_Предложенный фрагмент_
■ ■ ■ ■ ■ ■ ■

Далее в цитируемом фрагменте «Очерков» описывается странный случай, иллюстрирующий реальность «живого присутствия» великого поэта в жизни страны. Под инициалом «Ч.» здесь фигурирует дед Фёдора Константиновича, Кирилл Ильич, — его биография становится завязкой сюжета, вырастающей из «пушкинской» экспозиции: «…Возвращаясь теперь к этим моим мечтаниям, вспоминаю, что в юности однажды мне даже было нечто вроде видения. Этот психологический эпизод сопряжён с воспоминанием о лице, здравствующем поныне, которое назову Ч. <…> Будучи в 36 году за границей, этот Ч., тогда совсем юноша (ему и семнадцати не было), повздорил с семьёй, тем ускорив, говорят, кончину своего батюшки, героя отечественной войны, и в компании с какими-то гамбургскими купцами преспокойно уплыл в Бостон, а оттуда попал в Техас, где успешно занимался скотоводством. Так прошло лет двадцать. Нажитое состояние он проиграл в экартэ на миссисипском кильботе, отыгрался в притонах Нового Орлеана, снова всё просадил и после одной тех безобразно-продолжительных, громких, дымных дуэлей в закрытом помещении, бывших тогда фешенебельными в Луизиане, — да и многих других приключений, он заскучал по России, где его кстати ждала вотчина, и с той же беспечной лёгкостью, с какой уезжал, вернулся в Европу. Как-то в зимний день, в 1858 году, он нагрянул к нам на Мойку…» (9, с. 89—90).

Неосведомлённость Ч., его «отставание» во времени на два десятилетия стали поводом для розыгрыша: «Глядя на этого заморского щёголя <…> мы с братом едва могли сдержать смех, и тут же решили воспользоваться тем, что за все эти годы он ровно ничего не слыхал о родине, точно она куда-то провалилась, так что теперь сорокалетним Рип-ван-Винкелем проснувшись в изменившемся Петербурге, Ч. был жаден до всяческих сведений, которыми мы и принялись обильно снабжать его, причём врали безбожно» (9, с. 90). В призму «безбожного» вранья неизбежно попадает и Пушкин: «На вопрос, например, жив ли Пушкин и что пишет, я кощунственно отвечал, что “как же, на днях тиснул новую поэму”» (9, с. 90). За этим следует финальный эпизод, содержащий кульминацию и развязку: «В тот же вечер мы повели нашего гостя в театр. Вышло, впрочем, не совсем удачно. Вместо того, чтобы его попотчевать новой русской комедией, мы показали ему “Отелло” со знаменитым чернокожим трагиком Ольдриджем в главной роли. <…> К дивной мощи его игры он остался равнодушен и больше занимался разглядыванием публики, особливо наших петербургских дам (на одной из которых вскоре после того женился), поглощённых в ту минуту завистью к Дездемоне.

■ ■ ■ ■ ■ ■ ■

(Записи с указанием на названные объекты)
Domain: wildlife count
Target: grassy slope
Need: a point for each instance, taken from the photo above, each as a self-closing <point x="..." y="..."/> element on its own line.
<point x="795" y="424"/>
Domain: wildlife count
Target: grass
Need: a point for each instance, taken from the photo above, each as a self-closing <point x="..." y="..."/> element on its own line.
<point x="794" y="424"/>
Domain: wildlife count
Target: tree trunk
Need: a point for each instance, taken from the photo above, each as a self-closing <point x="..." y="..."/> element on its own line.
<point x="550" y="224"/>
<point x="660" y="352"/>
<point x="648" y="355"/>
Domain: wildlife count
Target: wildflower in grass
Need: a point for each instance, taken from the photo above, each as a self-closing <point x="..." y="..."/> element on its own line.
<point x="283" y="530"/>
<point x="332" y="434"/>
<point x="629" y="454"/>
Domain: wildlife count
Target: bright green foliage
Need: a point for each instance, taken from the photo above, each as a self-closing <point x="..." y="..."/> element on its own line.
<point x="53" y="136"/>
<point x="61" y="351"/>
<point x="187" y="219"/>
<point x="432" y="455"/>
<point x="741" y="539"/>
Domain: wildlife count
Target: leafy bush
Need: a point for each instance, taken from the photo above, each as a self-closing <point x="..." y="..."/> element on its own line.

■ ■ ■ ■ ■ ■ ■

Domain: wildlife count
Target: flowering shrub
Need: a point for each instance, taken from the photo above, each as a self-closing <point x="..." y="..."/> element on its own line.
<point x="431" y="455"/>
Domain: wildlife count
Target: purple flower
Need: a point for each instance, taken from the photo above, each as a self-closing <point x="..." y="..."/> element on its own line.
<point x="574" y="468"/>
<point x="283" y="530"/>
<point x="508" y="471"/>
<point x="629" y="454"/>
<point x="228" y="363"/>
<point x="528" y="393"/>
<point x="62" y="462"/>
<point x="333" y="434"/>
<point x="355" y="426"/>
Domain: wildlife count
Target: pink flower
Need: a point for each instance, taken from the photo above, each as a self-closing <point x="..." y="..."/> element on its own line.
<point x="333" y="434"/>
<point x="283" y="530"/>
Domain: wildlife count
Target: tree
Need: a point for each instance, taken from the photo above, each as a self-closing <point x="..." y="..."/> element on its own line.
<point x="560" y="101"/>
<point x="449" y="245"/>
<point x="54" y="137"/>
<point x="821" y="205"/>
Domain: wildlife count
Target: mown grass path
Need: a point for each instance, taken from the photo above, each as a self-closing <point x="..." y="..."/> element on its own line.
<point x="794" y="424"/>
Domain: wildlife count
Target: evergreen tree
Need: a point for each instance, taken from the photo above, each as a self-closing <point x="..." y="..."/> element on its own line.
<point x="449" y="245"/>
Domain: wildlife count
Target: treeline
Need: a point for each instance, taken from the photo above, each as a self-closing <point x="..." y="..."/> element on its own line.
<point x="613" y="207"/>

■ ■ ■ ■ ■ ■ ■

Продолжите текст о розыгрыше над вернувшимся из Америки Ч. с того места, на котором он останавливается.

“Посмотрите, кто с нами рядом, — вдруг обратился вполголоса мой братец к Ч. — Да вот, справа от нас”.

В соседней ложе сидел старик… Небольшого роста, в поношенном фраке, желтовато-смуглый, с растрёпанными пепельными баками и проседью в жидких, взъерошенных волосах, он преоригинально наслаждался игрою африканца: толстые губы вздрагивали, ноздри были раздуты, при иных пассажах он даже подскакивал и стучал от удовольствия по барьеру, сверкая перстнями.

“Кто же это?” — спросил Ч.

“Как, не узнаёте? Вглядитесь хорошенько”.

“Не узнаю”.

Тогда мой брат сделал большие глаза и шепнул:

“Да ведь это Пушкин!”.

Ч. поглядел… и через минуту заинтересовался чем-то другим. Мне теперь смешно вспомнить, какое тогда на меня нашло странное настроение: шалость, как это иной раз случается, обернулась не тем боком, и легкомысленно вызванный дух не хотел исчезнуть; я не в силах был оторваться от соседней ложи, я смотрел на эти резкие морщины, на широкий нос, на большие уши… по спине пробегали мурашки, вся отеллова ревность не могла меня отвлечь. Что если это и впрямь Пушкин, грезилось мне, Пушкин в шестьдесят лет, Пушкин, пощажённый пулей рокового хлыща, Пушкин, вступивший в роскошную осень своего гения… Вот это он, вот эта жёлтая рука, сжимающая маленький дамский бинокль, написала “Анчар”, “Графа Нулина”, “Египетские Ночи”… Действие кончилось; грянули рукоплескания. Седой Пушкин порывисто встал и всё ещё улыбаясь, со светлым блеском в молодых глазах, быстро вышел из ложи» (9, с. 90—91).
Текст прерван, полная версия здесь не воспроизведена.